[Data for this task]
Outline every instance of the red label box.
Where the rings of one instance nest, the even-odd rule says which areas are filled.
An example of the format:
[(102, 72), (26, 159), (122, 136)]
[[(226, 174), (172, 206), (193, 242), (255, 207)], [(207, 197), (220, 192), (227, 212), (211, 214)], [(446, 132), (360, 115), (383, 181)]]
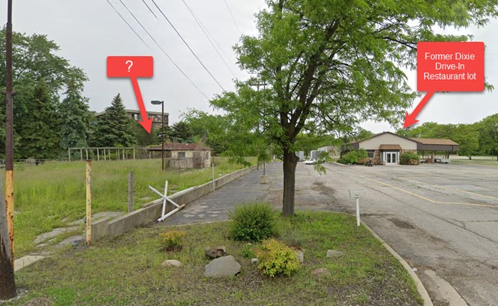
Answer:
[(152, 77), (152, 56), (108, 56), (108, 77)]
[(418, 91), (482, 92), (484, 89), (484, 43), (417, 44)]

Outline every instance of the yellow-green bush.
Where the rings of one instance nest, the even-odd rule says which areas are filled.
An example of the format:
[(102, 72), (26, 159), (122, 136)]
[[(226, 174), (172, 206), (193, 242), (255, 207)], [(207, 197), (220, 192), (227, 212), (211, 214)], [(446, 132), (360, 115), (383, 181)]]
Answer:
[(294, 250), (273, 239), (264, 240), (256, 256), (260, 262), (258, 268), (268, 276), (289, 276), (301, 266)]
[(173, 251), (181, 248), (181, 239), (185, 236), (184, 231), (169, 231), (159, 234), (164, 249)]

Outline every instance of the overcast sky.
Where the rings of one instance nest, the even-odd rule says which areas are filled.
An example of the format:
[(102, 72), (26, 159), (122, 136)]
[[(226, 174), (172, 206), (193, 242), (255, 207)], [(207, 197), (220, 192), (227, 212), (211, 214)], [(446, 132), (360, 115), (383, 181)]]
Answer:
[[(137, 38), (106, 0), (23, 0), (14, 4), (14, 31), (27, 34), (47, 35), (60, 47), (60, 55), (72, 65), (83, 68), (90, 78), (85, 95), (90, 98), (90, 109), (101, 111), (108, 106), (118, 92), (127, 108), (137, 109), (131, 82), (127, 79), (108, 79), (106, 58), (109, 55), (152, 55), (154, 77), (139, 79), (139, 84), (148, 111), (160, 111), (160, 106), (149, 103), (164, 100), (165, 111), (171, 122), (179, 120), (189, 108), (212, 110), (208, 99), (182, 75), (159, 47), (147, 35), (120, 0), (109, 0), (140, 35), (149, 49)], [(156, 18), (140, 0), (121, 0), (145, 28), (208, 97), (221, 92), (221, 89), (190, 53), (151, 0), (145, 0), (157, 16)], [(207, 31), (219, 44), (219, 51), (229, 67), (220, 58), (201, 28), (191, 16), (186, 2)], [(240, 36), (255, 34), (254, 14), (265, 6), (264, 0), (226, 0), (236, 21), (233, 21), (224, 0), (156, 0), (163, 13), (183, 35), (214, 77), (226, 90), (234, 89), (233, 80), (244, 80), (248, 75), (235, 65), (232, 50)], [(0, 23), (6, 21), (6, 4), (0, 6)], [(239, 31), (240, 29), (240, 31)], [(469, 28), (466, 33), (475, 35), (475, 41), (487, 45), (485, 75), (497, 89), (493, 92), (436, 94), (418, 116), (420, 124), (470, 123), (498, 113), (498, 21), (486, 28)], [(410, 84), (416, 89), (416, 72), (408, 72)], [(411, 112), (418, 101), (408, 112)], [(377, 133), (393, 130), (388, 124), (366, 122), (366, 129)]]

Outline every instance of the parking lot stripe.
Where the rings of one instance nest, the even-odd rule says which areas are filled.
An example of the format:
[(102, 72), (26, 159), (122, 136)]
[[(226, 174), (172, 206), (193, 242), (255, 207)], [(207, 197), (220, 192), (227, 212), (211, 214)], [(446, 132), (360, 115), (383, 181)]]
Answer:
[(409, 191), (408, 191), (408, 190), (405, 190), (404, 189), (402, 189), (402, 188), (400, 188), (400, 187), (393, 186), (393, 185), (389, 185), (389, 184), (388, 184), (388, 183), (386, 183), (386, 182), (381, 182), (381, 181), (380, 181), (380, 180), (374, 180), (373, 178), (369, 178), (369, 177), (365, 177), (365, 176), (364, 176), (364, 175), (360, 175), (360, 177), (363, 177), (363, 178), (364, 178), (364, 179), (369, 180), (371, 180), (371, 181), (374, 181), (374, 182), (378, 182), (378, 183), (379, 183), (379, 184), (385, 185), (386, 186), (388, 186), (388, 187), (391, 187), (391, 188), (393, 188), (393, 189), (396, 189), (396, 190), (402, 191), (402, 192), (405, 192), (405, 193), (408, 193), (408, 195), (413, 195), (413, 196), (414, 196), (414, 197), (420, 197), (420, 199), (423, 199), (423, 200), (426, 200), (426, 201), (430, 202), (431, 203), (446, 204), (453, 204), (453, 205), (479, 206), (479, 207), (494, 207), (494, 208), (498, 208), (498, 206), (497, 206), (497, 205), (490, 205), (490, 204), (486, 204), (461, 203), (461, 202), (442, 202), (442, 201), (435, 201), (435, 200), (431, 200), (431, 199), (429, 199), (429, 198), (428, 198), (428, 197), (423, 197), (423, 196), (419, 195), (417, 195), (417, 194), (415, 194), (415, 193), (410, 192), (409, 192)]

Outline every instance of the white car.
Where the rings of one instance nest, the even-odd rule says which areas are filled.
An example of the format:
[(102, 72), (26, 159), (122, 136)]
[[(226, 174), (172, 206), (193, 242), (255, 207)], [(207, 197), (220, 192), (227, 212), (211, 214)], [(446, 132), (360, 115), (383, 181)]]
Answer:
[(314, 165), (315, 163), (317, 163), (317, 160), (314, 160), (312, 159), (312, 160), (304, 160), (302, 162), (302, 163), (304, 163), (304, 165)]

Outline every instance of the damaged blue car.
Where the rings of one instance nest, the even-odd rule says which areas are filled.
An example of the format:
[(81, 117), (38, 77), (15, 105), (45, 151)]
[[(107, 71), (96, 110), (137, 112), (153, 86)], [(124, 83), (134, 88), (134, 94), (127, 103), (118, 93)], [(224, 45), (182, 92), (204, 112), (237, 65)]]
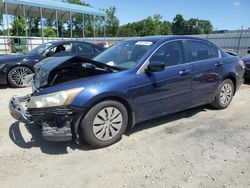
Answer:
[[(228, 107), (244, 63), (193, 37), (122, 41), (93, 60), (50, 57), (35, 66), (33, 93), (13, 96), (11, 115), (42, 126), (49, 141), (117, 142), (128, 127), (196, 106)], [(23, 102), (27, 106), (23, 106)]]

[Set task] Rewrite the part that opens with the line containing "Outline every instance of the yellow-green" and closes with the line containing "122), (366, 129)]]", both lines included and the requests kept. Add 63 to every coordinate in the answer outlines, and leave the requests and their format samples unchanged.

[Reply]
Outline every instance of the yellow-green bush.
Where the rings of one instance nest, the even-odd rule says which areas are filled.
An example of the format:
[(102, 72), (26, 159), (122, 136)]
[[(226, 174), (172, 206), (193, 242), (255, 207)], [(207, 197), (220, 192), (227, 212), (211, 214)], [(446, 132), (360, 115), (383, 181)]]
Answer:
[(357, 313), (336, 302), (327, 303), (319, 319), (323, 325), (321, 331), (331, 339), (352, 339), (364, 329)]
[(236, 314), (244, 311), (244, 302), (248, 299), (247, 294), (232, 294), (222, 297), (227, 312)]

Outline every instance of the overcast sky.
Where the rings of one instance nest, the even-odd rule says which areas are filled.
An example of the format:
[(102, 72), (26, 159), (122, 136)]
[[(226, 174), (172, 206), (193, 242), (255, 207)], [(207, 197), (220, 192), (227, 212), (211, 214)], [(446, 132), (360, 115), (383, 181)]]
Answer:
[[(200, 101), (169, 63), (86, 63), (77, 67), (77, 94), (90, 97), (110, 98), (123, 110), (123, 118), (135, 128), (146, 131), (153, 141), (148, 158), (153, 161), (153, 172), (164, 174), (171, 169), (181, 155), (190, 171), (200, 172), (194, 145), (190, 142), (171, 142), (169, 121), (172, 118), (215, 118), (217, 140), (202, 142), (202, 147), (211, 174), (223, 174), (223, 169), (212, 166), (227, 163), (228, 174), (234, 185), (242, 183), (252, 171), (275, 173), (271, 162), (245, 138), (222, 110), (210, 98), (183, 63), (172, 63), (203, 98), (212, 112)], [(219, 81), (203, 63), (184, 63), (208, 91), (271, 160), (284, 155), (284, 152), (253, 116), (214, 63), (208, 63), (220, 79)], [(270, 94), (282, 107), (282, 114), (292, 130), (283, 121), (264, 91), (254, 79), (249, 65)], [(303, 99), (318, 97), (317, 77), (328, 69), (327, 63), (289, 63), (299, 84), (296, 84), (287, 63), (219, 63), (226, 76), (246, 98), (277, 140), (289, 153), (297, 152), (296, 143), (307, 143), (311, 138), (298, 128), (295, 113)], [(63, 86), (69, 84), (69, 67), (63, 69)], [(302, 94), (303, 92), (303, 94)], [(532, 91), (529, 96), (538, 98), (538, 104), (550, 108), (548, 138), (560, 152), (556, 155), (499, 157), (481, 179), (483, 187), (533, 186), (561, 176), (561, 84), (549, 91)], [(473, 147), (479, 152), (479, 135), (471, 135)], [(474, 175), (481, 164), (471, 175)], [(440, 196), (456, 193), (451, 187), (429, 185), (429, 192)]]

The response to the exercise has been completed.